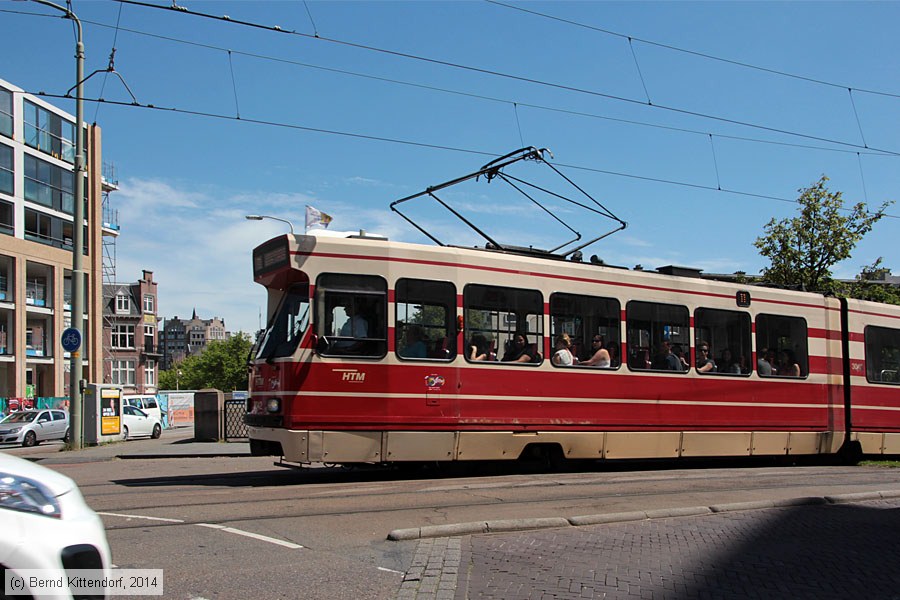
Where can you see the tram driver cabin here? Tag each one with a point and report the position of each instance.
(367, 358)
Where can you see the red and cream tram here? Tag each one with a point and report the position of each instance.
(378, 351)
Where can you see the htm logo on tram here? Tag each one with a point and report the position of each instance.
(351, 375)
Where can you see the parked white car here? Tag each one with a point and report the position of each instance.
(137, 423)
(46, 523)
(31, 427)
(146, 402)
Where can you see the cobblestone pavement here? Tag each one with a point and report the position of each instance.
(815, 552)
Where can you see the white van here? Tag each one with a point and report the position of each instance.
(146, 402)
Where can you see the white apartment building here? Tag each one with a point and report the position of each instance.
(37, 198)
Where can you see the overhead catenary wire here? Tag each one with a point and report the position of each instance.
(692, 52)
(517, 103)
(376, 138)
(470, 68)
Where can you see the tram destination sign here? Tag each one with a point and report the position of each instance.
(270, 256)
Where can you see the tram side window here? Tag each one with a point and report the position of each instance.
(882, 355)
(503, 323)
(657, 336)
(288, 325)
(351, 315)
(585, 319)
(425, 319)
(782, 348)
(726, 334)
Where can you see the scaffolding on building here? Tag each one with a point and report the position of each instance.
(110, 183)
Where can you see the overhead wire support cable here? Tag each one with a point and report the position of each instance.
(237, 106)
(691, 52)
(510, 76)
(870, 151)
(375, 138)
(640, 74)
(486, 98)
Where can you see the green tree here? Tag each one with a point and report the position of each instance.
(802, 250)
(223, 366)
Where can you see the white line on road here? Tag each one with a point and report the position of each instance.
(141, 517)
(255, 536)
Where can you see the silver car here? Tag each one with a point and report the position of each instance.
(31, 427)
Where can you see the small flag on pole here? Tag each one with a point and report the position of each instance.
(315, 217)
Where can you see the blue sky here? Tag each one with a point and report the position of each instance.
(187, 180)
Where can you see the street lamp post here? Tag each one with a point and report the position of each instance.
(76, 440)
(261, 217)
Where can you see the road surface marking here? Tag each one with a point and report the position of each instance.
(141, 517)
(255, 536)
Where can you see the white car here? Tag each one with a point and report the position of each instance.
(137, 423)
(31, 427)
(46, 524)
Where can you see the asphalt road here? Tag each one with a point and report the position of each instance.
(236, 526)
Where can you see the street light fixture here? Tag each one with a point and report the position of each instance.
(77, 364)
(261, 217)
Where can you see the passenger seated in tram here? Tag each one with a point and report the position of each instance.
(728, 363)
(356, 326)
(678, 351)
(415, 343)
(480, 348)
(613, 349)
(787, 366)
(521, 351)
(764, 363)
(563, 351)
(665, 359)
(600, 355)
(704, 363)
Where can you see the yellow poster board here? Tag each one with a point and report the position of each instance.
(110, 412)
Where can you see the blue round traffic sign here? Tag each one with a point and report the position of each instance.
(71, 339)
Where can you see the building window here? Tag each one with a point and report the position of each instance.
(49, 132)
(6, 170)
(49, 185)
(123, 372)
(36, 336)
(123, 304)
(7, 218)
(122, 336)
(6, 113)
(150, 373)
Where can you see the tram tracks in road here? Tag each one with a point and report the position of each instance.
(487, 495)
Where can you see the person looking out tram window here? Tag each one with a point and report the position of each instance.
(478, 348)
(415, 343)
(599, 355)
(665, 359)
(704, 363)
(520, 351)
(787, 366)
(563, 355)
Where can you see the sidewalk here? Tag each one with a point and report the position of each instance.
(174, 443)
(841, 547)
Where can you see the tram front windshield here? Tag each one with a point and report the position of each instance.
(287, 325)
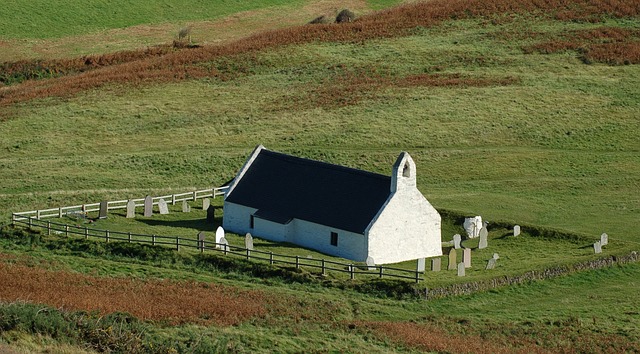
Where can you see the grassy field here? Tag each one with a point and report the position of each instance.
(517, 117)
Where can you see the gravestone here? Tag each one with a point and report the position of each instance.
(162, 207)
(103, 210)
(371, 264)
(148, 206)
(224, 244)
(248, 241)
(131, 209)
(452, 259)
(472, 226)
(436, 264)
(597, 247)
(201, 237)
(461, 269)
(604, 239)
(466, 257)
(484, 234)
(219, 235)
(491, 264)
(211, 214)
(456, 241)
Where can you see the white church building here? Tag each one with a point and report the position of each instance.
(333, 209)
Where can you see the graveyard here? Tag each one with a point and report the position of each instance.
(521, 112)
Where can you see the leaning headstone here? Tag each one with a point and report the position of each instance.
(103, 210)
(148, 206)
(224, 244)
(484, 234)
(211, 214)
(452, 259)
(456, 241)
(597, 247)
(131, 209)
(491, 264)
(604, 239)
(248, 241)
(466, 257)
(436, 264)
(162, 206)
(371, 263)
(219, 235)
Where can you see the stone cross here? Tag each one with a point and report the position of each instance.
(103, 210)
(466, 257)
(162, 207)
(452, 259)
(131, 209)
(371, 263)
(456, 241)
(219, 235)
(436, 264)
(148, 206)
(604, 239)
(597, 247)
(248, 241)
(484, 234)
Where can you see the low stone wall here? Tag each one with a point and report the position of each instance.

*-*-*

◆ Task requirements: Leave the pictures aside and output each entry exactly as it stands.

◆ Exercise answer:
Where can you see the tram driver cabin here? Tag each one with a point and report the position of each instance.
(367, 358)
Where can you see the red and cream tram here? Tag each one with a point and report the position of each instance.
(378, 351)
Where can you see the htm logo on tram here? Tag each one with a point and report the position of each instance.
(351, 375)
Where can you see the parked white car here? Tag each one with a point and report the position of each instance.
(137, 423)
(46, 523)
(31, 427)
(146, 402)
Where can you see the cobblestone pavement here? Tag each one with a point and report the position of each instance.
(815, 552)
Where can you see the white van here? Tag each one with a point and report the position of each instance.
(146, 402)
Where can you see the white apartment building here? Tag each one with a point and report the position of each instance.
(37, 198)
Where can you see the overhead catenary wire here? Tag each one with a point and report the position of each instance.
(692, 52)
(517, 103)
(376, 138)
(470, 68)
Where can you see the tram destination sign here? Tag each one with a point and report the position of each instance.
(270, 256)
Where can you see the tram side window here? Tag each one with a point and report the position of each instance.
(882, 355)
(503, 323)
(657, 336)
(288, 325)
(351, 315)
(585, 319)
(425, 319)
(782, 348)
(726, 334)
Where can you see the scaffolding on building here? Tag each one with a point and report the position of each instance.
(110, 183)
Where can you see the overhead wire support cable here? Tag each one with a point and report the position of each instance.
(237, 106)
(691, 52)
(510, 76)
(870, 151)
(375, 138)
(640, 74)
(486, 98)
Where can you see the green tree here? Tag each one with a point and report the position of each instance.
(802, 250)
(223, 366)
Where can you see the white line on road here? Tag each one with a point and report the position of each instance.
(141, 517)
(255, 536)
Where can you see the silver car here? Tag each one with a point and report the position of each instance.
(31, 427)
Where can you see the small flag on pole here? Tag each one with a point and report the position of each instance.
(315, 217)
Where can you see the blue sky here? Tag each one with a point and report the position of each instance.
(187, 180)
Where can you see the street lamp post here? Tag each one with a point and report the position of each instance.
(76, 440)
(261, 217)
Where can you see the road surface marking here? Tag each one with a point and report the position of each instance.
(141, 517)
(255, 536)
Where can you see the white car here? Tag each one with a point and report the position of each instance.
(137, 423)
(31, 427)
(46, 524)
Where can you see the asphalt road here? Tag each one with a point and report the position of each instance.
(236, 526)
Where can you see the street light fixture here? Tag each one with a point and report the position of each instance.
(77, 364)
(261, 217)
Where can you see the passenger seated in tram here? Tag each one with a point and report the position of each instance.
(728, 363)
(356, 326)
(678, 351)
(415, 343)
(480, 348)
(613, 349)
(787, 366)
(521, 351)
(764, 363)
(563, 351)
(665, 359)
(600, 355)
(704, 363)
Where can you see the yellow poster board here? Tag each one with a point and report the position of each instance.
(110, 412)
Where can you see the blue round traffic sign here? Tag each one with a point and report the position of each instance.
(71, 339)
Where can you see the building window here? Tag each one with a point and report the position of each instance.
(49, 132)
(6, 170)
(49, 185)
(123, 372)
(36, 336)
(123, 304)
(7, 218)
(122, 336)
(6, 113)
(150, 373)
Where can you see the tram tracks in road here? Tag each one with a point and report the position of each instance.
(487, 495)
Where can you see the person looking out tram window here? Tag each one with a point and report the position of each instance.
(478, 348)
(415, 343)
(599, 355)
(665, 359)
(704, 363)
(520, 351)
(787, 366)
(563, 355)
Where can you see the sidewalk here? Tag each one with a point and report the position of each instance.
(174, 443)
(841, 547)
Where can you see the tram front windshield here? Tag each one with a point and report the position of each instance.
(287, 325)
Where can you see the grassy field here? Tag each one with a point and report the position of each instance.
(517, 117)
Where can you see the gravestone here? Tag each one with a point and report the position of each instance.
(162, 207)
(103, 210)
(371, 264)
(148, 206)
(224, 244)
(248, 241)
(131, 209)
(452, 259)
(472, 226)
(436, 264)
(597, 247)
(201, 237)
(461, 269)
(604, 239)
(466, 257)
(484, 234)
(219, 235)
(491, 264)
(211, 214)
(456, 241)
Where can you see the white church building here? Tag each one with a point and report the position of each instance.
(333, 209)
Where can you see the graveyard here? Tag each one with a point and report the position of each instance.
(521, 112)
Where can you see the leaning headstone here? Tag each one with a point and report the position of each instance.
(103, 210)
(148, 206)
(224, 244)
(484, 234)
(211, 214)
(452, 259)
(456, 241)
(597, 247)
(131, 209)
(491, 264)
(604, 239)
(248, 241)
(466, 257)
(436, 264)
(162, 206)
(371, 263)
(219, 235)
Where can you see the stone cross here? Tag each one with a point and report the position of each instance.
(103, 210)
(466, 257)
(162, 207)
(452, 259)
(131, 209)
(371, 263)
(456, 241)
(219, 235)
(436, 264)
(148, 206)
(604, 239)
(597, 247)
(248, 241)
(484, 234)
Where can you see the low stone wall here? Tag each one with a point and report the position of each instance.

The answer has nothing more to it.